EXERCISE DESCRIPTION
For this exercise, restate the records word for word.

[Stored data entries]
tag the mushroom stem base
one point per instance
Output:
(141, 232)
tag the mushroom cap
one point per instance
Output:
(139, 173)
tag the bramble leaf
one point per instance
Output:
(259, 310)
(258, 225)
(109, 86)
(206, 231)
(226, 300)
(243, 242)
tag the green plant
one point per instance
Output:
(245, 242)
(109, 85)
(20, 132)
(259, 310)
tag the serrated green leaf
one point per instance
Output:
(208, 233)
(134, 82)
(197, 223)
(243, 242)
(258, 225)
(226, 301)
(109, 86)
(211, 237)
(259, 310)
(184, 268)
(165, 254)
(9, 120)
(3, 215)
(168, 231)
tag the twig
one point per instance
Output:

EXERCISE SOLUTION
tag the mushroom stem base
one point per instance
Output:
(141, 232)
tag the mushroom cap
one point per instance
Output:
(139, 173)
tag the bramble leaf
one point per instance
Output:
(259, 310)
(258, 225)
(109, 86)
(206, 231)
(226, 300)
(243, 242)
tag the green plant
one point per instance
Output:
(245, 242)
(109, 85)
(20, 132)
(259, 310)
tag the serrated green leaf
one point per instance
Output:
(208, 233)
(134, 82)
(197, 223)
(243, 242)
(258, 225)
(226, 301)
(109, 86)
(211, 237)
(259, 310)
(184, 268)
(165, 254)
(9, 120)
(3, 215)
(168, 231)
tag the twig
one point per instance
Output:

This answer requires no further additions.